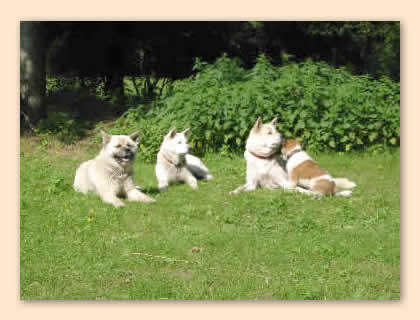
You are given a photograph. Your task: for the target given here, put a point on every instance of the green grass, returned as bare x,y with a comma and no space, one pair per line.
264,245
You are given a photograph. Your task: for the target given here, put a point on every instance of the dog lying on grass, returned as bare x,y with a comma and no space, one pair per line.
175,165
265,165
303,171
110,174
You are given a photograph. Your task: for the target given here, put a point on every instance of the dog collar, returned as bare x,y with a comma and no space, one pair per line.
261,157
177,165
292,153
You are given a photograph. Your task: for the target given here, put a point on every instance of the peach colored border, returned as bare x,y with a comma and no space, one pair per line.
14,11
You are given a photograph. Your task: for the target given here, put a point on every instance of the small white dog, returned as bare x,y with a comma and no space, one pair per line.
110,174
175,165
305,172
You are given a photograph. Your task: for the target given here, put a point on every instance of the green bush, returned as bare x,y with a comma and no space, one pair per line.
62,125
327,108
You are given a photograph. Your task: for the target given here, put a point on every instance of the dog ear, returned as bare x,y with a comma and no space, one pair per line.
135,136
171,133
257,124
105,137
186,132
274,121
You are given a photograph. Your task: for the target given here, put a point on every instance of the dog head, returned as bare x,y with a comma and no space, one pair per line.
264,138
121,148
290,145
176,143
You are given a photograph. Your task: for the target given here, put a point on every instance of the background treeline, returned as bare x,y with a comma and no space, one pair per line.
87,70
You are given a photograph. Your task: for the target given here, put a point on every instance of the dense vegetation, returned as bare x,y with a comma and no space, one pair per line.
328,108
104,53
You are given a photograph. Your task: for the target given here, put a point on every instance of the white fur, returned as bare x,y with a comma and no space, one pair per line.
109,178
175,165
268,172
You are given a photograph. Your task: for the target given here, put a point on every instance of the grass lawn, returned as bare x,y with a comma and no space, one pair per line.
263,245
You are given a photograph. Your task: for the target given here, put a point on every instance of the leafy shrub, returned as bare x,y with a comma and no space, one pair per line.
63,125
327,108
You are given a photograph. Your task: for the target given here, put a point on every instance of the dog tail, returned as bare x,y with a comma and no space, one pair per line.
344,183
344,193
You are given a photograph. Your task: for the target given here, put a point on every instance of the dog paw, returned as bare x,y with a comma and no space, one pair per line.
118,204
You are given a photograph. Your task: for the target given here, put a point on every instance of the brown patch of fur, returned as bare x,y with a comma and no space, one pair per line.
289,144
307,170
325,187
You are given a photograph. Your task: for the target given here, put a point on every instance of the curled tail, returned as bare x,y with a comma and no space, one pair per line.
344,183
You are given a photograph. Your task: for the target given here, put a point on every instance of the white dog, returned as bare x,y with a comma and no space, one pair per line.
175,165
110,174
264,164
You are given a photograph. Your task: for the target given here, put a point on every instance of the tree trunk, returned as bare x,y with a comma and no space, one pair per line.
33,53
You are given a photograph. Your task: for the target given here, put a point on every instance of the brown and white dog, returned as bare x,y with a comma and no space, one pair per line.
303,171
264,164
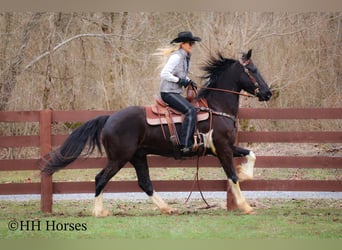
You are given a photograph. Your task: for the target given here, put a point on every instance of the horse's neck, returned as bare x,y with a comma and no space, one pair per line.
224,102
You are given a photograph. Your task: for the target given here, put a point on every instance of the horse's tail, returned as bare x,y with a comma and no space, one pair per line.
87,133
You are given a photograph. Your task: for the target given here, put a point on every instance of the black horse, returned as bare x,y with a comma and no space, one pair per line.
127,137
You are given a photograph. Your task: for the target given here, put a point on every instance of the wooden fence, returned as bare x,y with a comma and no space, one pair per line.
45,140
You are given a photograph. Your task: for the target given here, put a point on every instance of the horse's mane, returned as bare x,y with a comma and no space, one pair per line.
214,67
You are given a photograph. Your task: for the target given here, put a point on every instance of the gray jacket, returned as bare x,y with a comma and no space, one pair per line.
177,66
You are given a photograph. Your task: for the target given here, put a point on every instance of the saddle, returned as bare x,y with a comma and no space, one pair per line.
161,113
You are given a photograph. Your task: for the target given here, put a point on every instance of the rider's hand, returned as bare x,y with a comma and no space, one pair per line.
184,82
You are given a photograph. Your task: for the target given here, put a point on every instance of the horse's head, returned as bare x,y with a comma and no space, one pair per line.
251,79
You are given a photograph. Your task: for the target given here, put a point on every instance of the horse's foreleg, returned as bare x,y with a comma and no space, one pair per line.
226,159
98,210
140,164
245,169
238,198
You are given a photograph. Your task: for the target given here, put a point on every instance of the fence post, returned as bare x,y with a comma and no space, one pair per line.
231,201
46,187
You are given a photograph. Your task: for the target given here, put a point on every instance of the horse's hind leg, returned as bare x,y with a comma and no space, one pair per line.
140,164
244,170
101,180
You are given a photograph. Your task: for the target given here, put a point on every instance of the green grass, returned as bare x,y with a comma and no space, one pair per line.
275,219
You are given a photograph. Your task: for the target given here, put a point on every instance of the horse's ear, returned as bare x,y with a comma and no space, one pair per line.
249,54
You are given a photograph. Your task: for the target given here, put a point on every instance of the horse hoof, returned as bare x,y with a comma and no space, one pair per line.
102,213
169,211
249,211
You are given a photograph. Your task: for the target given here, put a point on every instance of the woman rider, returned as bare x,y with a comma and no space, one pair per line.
174,78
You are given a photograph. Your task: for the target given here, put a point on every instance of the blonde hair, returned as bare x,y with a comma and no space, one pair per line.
164,53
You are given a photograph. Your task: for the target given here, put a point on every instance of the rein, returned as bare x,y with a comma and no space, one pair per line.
227,91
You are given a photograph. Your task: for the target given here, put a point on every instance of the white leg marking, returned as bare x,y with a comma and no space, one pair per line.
245,170
239,198
98,210
161,204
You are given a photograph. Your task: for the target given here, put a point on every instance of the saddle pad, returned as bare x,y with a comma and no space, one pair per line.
156,119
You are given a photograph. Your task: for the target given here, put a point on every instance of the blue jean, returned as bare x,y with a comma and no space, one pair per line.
182,105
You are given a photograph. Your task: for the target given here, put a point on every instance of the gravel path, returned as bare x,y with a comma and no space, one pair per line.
183,195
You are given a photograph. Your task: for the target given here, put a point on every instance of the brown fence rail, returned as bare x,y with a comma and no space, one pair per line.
46,140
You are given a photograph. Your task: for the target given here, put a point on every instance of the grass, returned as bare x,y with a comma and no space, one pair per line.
275,219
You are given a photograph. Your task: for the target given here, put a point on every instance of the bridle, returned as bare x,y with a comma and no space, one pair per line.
254,81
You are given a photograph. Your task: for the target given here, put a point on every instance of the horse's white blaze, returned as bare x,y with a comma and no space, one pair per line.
161,204
245,170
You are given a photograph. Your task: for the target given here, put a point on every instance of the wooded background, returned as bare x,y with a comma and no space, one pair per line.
104,61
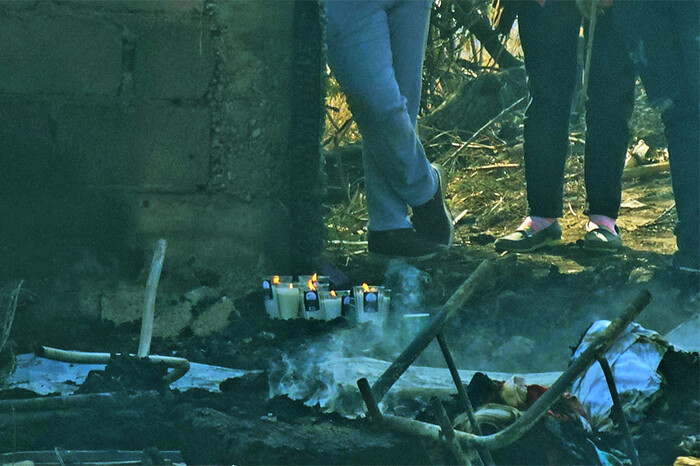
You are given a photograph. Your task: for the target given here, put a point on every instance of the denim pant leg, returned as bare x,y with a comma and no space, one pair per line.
664,42
375,50
608,111
549,37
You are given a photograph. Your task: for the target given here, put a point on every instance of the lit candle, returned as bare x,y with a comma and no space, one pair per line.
331,305
288,301
270,294
312,306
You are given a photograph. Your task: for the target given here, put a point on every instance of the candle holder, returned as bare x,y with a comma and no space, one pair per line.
371,303
312,304
289,301
270,294
332,303
321,282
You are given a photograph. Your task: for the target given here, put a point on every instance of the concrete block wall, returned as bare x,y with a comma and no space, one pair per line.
124,121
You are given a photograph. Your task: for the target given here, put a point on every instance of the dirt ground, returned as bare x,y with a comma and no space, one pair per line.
527,320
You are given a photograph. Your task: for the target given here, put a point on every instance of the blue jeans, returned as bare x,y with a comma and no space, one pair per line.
663,38
375,50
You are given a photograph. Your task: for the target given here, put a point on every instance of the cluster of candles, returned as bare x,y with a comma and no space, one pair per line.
310,297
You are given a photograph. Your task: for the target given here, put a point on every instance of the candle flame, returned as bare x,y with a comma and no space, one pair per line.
310,284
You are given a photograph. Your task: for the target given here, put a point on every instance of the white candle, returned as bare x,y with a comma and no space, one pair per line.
288,301
331,305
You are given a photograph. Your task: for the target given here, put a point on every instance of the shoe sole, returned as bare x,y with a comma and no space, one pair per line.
592,247
689,270
547,242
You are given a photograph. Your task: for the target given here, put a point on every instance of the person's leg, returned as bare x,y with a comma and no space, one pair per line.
549,38
608,111
360,55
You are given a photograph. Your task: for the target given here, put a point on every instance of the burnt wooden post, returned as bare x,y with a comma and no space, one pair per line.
304,159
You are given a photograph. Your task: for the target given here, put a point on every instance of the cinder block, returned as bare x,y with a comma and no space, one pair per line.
63,55
173,59
25,147
215,231
159,146
167,6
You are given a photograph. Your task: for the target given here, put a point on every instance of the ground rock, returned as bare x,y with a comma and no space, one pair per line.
123,304
213,319
170,322
214,437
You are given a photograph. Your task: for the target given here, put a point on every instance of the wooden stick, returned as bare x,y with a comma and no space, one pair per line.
449,433
483,274
149,302
179,366
9,316
516,430
462,397
617,408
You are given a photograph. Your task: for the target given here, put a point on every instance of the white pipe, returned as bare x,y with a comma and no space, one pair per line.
149,302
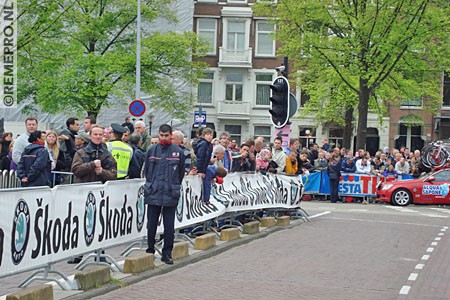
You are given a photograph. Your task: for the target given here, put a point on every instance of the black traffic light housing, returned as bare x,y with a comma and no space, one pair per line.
279,100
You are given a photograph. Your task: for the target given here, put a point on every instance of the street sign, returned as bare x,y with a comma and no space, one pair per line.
285,135
136,108
200,118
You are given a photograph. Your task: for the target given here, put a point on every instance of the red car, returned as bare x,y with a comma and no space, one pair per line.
430,189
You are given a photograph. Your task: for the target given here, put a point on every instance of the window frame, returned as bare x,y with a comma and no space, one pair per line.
257,37
213,51
206,80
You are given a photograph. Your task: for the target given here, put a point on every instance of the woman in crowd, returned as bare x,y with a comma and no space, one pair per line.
34,168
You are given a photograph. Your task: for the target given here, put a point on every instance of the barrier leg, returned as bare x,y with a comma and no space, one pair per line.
130,248
48,270
97,256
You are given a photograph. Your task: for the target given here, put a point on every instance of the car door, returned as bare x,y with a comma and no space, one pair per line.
441,183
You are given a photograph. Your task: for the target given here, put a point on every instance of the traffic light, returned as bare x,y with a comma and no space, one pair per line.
279,102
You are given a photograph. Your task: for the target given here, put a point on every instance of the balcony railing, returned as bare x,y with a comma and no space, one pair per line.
237,108
235,57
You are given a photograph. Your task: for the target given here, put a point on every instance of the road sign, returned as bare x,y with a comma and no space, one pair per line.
200,118
136,108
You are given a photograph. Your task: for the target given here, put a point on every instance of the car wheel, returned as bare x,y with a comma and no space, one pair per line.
401,197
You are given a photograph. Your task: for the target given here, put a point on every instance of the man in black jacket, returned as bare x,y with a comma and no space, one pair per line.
164,172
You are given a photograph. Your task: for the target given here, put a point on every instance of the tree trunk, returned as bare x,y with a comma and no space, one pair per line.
348,128
363,107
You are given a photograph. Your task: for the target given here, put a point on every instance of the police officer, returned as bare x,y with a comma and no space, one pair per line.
121,151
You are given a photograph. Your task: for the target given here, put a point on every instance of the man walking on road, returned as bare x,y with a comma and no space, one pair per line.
164,171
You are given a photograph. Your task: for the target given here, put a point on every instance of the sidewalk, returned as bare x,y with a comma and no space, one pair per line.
10,284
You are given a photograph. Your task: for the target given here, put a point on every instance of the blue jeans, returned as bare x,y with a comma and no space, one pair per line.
211,172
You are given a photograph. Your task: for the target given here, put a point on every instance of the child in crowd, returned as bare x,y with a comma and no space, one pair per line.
262,161
390,171
212,173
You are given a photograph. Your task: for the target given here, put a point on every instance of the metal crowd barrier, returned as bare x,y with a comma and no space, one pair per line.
9,179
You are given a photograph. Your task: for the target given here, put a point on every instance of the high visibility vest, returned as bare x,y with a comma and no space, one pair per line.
122,153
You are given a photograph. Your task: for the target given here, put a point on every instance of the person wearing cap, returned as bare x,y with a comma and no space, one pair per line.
81,140
121,151
348,165
164,172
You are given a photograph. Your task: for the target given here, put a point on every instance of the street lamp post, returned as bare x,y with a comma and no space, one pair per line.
151,118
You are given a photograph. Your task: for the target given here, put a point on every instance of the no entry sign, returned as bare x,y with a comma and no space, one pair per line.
136,108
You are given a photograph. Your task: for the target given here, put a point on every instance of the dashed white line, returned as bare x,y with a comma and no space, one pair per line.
413,276
321,214
404,290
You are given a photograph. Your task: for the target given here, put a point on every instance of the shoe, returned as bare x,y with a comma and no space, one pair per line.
167,259
75,260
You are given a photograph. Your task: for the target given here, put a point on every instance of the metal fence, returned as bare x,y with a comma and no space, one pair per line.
9,179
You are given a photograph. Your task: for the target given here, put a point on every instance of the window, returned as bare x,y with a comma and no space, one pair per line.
235,133
206,28
264,131
412,102
205,88
304,97
265,45
263,82
236,35
335,137
446,96
410,137
233,88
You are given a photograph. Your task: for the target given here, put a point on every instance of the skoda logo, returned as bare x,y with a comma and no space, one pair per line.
20,231
140,208
90,217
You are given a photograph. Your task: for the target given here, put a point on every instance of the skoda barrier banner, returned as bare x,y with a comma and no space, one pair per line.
42,225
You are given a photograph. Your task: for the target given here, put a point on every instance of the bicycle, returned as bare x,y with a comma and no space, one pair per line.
435,154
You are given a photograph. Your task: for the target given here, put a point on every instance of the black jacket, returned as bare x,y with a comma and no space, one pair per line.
164,172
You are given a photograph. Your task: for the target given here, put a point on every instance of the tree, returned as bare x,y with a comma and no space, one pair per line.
85,58
376,52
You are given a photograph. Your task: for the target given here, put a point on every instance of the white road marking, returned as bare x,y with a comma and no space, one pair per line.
404,290
320,214
413,276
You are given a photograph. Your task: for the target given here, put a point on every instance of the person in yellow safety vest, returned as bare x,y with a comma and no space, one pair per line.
121,151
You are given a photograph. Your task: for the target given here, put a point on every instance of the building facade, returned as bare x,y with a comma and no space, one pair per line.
235,91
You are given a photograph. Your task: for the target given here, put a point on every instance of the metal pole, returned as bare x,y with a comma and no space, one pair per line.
138,51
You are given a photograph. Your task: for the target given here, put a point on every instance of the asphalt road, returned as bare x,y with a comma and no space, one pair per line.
347,251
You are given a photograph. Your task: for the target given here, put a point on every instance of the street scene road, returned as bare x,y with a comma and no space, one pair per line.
349,251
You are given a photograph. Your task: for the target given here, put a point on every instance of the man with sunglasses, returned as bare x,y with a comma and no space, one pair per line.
164,172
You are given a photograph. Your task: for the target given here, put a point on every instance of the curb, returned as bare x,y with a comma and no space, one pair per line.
193,258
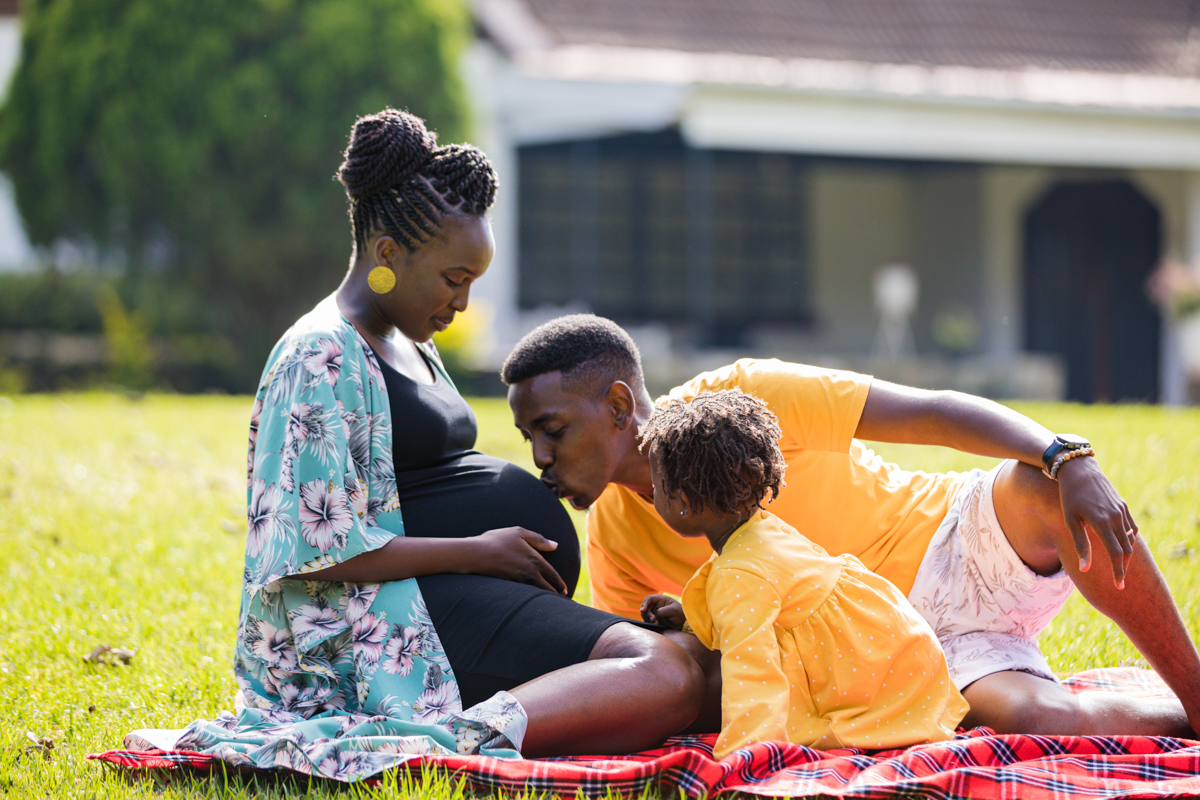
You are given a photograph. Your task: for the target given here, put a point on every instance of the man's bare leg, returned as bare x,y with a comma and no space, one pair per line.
635,690
1030,512
1017,702
709,719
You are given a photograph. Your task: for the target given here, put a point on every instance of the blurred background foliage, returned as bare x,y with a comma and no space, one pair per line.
186,151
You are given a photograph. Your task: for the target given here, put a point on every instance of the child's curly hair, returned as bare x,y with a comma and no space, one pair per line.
720,451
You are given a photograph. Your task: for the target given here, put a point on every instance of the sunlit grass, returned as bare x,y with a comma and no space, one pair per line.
121,523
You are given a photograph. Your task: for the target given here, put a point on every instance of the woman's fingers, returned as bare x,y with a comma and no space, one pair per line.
516,557
538,541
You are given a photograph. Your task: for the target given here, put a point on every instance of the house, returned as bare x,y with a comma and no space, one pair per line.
15,250
730,179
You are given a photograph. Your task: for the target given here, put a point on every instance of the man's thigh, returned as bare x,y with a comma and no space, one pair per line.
1015,702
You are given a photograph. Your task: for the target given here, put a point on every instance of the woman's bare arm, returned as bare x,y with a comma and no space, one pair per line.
509,553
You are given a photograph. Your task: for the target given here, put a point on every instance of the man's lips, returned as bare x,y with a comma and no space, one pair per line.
562,494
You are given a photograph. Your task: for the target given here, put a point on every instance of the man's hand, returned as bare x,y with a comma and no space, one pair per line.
515,554
1090,501
661,609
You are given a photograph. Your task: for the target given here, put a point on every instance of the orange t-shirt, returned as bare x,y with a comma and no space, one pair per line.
841,494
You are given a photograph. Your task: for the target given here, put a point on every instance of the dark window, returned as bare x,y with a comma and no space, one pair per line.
643,228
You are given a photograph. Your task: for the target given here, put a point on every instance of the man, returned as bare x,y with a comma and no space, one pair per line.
988,558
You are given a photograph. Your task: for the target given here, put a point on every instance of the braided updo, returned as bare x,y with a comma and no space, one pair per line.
401,182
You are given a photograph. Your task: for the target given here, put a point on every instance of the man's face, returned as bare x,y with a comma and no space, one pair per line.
574,437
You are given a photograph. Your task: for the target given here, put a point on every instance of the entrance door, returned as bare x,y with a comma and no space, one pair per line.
1089,248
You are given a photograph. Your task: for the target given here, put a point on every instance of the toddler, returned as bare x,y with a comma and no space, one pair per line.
815,649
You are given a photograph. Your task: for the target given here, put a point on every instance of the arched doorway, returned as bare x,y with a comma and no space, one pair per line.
1089,248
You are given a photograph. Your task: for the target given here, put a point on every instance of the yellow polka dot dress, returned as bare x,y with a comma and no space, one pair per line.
816,649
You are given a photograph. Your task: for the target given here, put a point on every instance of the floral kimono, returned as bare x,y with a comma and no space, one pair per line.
340,680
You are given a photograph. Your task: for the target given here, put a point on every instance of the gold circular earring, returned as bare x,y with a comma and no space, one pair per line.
382,280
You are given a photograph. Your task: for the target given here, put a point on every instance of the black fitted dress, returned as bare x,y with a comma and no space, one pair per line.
497,633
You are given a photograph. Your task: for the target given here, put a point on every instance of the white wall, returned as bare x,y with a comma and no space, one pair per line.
15,250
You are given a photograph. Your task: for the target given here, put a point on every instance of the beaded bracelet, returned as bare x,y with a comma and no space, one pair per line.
1063,457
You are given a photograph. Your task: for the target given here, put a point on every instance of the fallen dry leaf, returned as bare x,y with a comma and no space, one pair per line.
106,654
40,746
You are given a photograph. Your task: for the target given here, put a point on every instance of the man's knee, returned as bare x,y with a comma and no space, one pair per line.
1021,703
658,660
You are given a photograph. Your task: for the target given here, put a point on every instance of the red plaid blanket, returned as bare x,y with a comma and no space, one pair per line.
----
_Goal:_ Find the line containing "the black fitted" in the material above. Print it and every line after it through the end, exactly and only those.

_Correct output:_
You are given a photograph. Your task: for the target given here, put a point on every instance of the black fitted dress, returned as bare x,y with a comma and no space, one pair per line.
497,633
You are given a photograph. Your task: for the target given here, put a point on every instance of the white wall, returned as bare x,y with a comma and no space, one pair per line.
15,250
You are given a photograph. Your task: for the target given here, put a point on every instance of the beaded bracelet, returned as bare x,y with a comma and no space, one pair per line.
1063,457
You are given a photograph. Your task: for the target given here, put a point on every instance of the fallen dry leaf, returned as bare x,y with a comma and no space, one pair per line.
106,654
40,746
You are given a photograph. Your task: for the target given here, put a point on every instance of the man's knee, returned as bare x,y with a comma and no space, one pair per line.
1021,703
658,660
You are given a photograph. Your task: for the target given here, put a point on every instance of the red plaid blanket, returned as bare x,y with a comma and no space, one pair per line.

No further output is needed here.